Written exercise: Give as output the line that contains "One point belongs on each instance of the cheek.", followed by every remaining line of the entries, unchanged and with nothing added.

═══ Supplied information ═══

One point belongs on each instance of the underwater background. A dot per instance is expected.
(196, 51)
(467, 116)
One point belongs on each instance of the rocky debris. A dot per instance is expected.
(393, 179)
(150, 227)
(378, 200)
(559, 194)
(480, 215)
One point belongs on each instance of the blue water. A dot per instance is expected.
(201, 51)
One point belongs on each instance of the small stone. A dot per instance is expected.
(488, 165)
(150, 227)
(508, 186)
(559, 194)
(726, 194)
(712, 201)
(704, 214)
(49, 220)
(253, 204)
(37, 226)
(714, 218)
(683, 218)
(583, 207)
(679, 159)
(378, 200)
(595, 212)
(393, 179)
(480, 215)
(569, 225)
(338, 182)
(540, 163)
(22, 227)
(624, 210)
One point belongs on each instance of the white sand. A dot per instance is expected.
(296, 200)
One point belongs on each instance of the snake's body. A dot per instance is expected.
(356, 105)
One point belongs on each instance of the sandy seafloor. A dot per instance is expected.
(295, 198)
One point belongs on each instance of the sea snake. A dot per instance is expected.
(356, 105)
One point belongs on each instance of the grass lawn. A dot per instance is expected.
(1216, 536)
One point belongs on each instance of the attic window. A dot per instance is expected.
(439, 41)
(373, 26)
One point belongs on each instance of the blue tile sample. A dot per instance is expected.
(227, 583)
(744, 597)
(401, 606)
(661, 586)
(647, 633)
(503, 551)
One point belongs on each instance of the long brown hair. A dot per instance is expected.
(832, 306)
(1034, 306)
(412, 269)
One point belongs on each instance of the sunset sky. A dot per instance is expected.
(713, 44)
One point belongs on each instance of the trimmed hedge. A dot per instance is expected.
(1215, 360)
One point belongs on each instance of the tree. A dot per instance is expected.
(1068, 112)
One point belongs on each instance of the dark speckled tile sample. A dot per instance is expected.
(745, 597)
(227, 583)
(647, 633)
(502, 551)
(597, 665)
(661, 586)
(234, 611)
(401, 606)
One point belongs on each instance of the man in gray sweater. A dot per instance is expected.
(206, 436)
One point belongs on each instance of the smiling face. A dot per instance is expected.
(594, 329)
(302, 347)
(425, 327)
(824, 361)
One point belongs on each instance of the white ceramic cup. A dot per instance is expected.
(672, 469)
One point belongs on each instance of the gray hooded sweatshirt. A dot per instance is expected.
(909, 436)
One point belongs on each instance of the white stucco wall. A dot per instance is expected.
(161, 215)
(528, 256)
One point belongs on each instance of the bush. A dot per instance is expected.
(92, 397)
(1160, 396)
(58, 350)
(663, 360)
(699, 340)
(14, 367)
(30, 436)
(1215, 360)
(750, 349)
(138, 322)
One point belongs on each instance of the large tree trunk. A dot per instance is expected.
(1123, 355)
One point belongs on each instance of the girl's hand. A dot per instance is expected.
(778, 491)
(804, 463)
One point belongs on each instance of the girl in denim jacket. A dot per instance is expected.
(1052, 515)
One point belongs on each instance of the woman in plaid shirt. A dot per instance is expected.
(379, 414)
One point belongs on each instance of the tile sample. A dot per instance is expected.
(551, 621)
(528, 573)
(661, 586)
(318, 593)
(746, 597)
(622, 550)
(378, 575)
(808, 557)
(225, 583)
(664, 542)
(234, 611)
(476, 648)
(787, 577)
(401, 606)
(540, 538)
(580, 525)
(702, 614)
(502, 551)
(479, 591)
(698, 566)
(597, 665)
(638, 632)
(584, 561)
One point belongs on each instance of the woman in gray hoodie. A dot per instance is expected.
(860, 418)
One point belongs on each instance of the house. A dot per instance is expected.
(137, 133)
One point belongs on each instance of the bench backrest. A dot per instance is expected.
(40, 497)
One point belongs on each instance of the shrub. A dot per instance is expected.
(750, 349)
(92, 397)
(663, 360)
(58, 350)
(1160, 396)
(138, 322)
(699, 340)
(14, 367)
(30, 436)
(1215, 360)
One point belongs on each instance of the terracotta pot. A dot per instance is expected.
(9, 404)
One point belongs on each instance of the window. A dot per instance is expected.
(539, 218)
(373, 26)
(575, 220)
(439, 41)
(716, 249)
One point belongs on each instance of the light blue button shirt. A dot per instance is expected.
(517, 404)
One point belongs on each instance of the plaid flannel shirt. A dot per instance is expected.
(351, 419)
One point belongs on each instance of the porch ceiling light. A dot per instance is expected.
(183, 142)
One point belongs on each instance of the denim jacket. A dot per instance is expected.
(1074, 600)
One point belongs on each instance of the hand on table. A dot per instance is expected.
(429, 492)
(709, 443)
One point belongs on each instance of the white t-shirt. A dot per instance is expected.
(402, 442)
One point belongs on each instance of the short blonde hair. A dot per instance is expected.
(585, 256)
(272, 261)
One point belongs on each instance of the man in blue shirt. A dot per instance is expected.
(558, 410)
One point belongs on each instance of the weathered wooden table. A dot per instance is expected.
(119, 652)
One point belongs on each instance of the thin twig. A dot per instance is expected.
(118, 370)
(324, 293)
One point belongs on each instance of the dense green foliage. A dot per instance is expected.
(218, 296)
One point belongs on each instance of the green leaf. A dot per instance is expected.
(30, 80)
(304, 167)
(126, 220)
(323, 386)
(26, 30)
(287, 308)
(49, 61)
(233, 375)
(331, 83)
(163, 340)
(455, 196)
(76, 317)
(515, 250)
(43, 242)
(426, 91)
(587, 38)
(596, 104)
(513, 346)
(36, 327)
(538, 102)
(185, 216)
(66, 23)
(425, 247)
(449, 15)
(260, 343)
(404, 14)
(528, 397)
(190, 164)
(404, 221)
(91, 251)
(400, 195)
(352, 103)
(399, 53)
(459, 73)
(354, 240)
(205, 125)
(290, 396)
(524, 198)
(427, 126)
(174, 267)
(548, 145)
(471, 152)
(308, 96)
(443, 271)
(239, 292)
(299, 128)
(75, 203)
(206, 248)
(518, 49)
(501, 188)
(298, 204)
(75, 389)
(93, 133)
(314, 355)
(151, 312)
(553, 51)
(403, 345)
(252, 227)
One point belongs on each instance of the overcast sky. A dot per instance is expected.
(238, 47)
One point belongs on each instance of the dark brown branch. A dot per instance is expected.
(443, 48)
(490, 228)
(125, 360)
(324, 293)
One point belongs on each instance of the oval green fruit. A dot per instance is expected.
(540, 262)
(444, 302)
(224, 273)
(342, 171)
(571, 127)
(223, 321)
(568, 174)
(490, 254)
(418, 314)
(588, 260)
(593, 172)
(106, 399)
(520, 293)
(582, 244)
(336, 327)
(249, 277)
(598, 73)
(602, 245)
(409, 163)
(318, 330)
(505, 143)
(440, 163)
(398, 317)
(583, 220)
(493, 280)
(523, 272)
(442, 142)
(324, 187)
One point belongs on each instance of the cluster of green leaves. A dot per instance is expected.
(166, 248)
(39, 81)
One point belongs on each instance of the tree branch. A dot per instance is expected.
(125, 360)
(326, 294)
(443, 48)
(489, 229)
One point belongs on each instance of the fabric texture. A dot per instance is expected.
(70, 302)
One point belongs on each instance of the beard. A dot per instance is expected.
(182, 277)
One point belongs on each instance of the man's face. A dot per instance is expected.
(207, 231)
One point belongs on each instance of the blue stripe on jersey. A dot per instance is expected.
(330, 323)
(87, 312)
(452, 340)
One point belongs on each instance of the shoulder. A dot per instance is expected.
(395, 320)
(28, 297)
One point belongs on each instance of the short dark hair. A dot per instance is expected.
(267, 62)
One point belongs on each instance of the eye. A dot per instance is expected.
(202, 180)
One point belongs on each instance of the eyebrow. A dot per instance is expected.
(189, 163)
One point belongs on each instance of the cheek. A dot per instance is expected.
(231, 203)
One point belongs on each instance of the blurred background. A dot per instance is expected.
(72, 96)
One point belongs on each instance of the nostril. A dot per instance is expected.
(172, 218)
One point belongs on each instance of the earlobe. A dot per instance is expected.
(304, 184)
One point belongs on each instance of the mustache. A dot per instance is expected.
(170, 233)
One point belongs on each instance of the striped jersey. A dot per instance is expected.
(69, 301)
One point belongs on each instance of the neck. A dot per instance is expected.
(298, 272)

═══

Solution below:
One point belongs on each instance of the cheek. A dot per instance is expected.
(231, 203)
One point belongs on each instance of the blurred background. A dot per instance is expected.
(72, 96)
One point belongs on each instance of the nostril. A dot per instance is expected.
(172, 218)
One point belongs on each instance of the earlobe. A dot per instance is expected.
(304, 184)
One point belongs on each instance of the mustache. A dot per instance is expected.
(170, 233)
One point belongs on each instance of the striped jersey. A dot per instance is expected.
(69, 301)
One point belongs on each instance of the neck. A dot per instance is expected.
(298, 272)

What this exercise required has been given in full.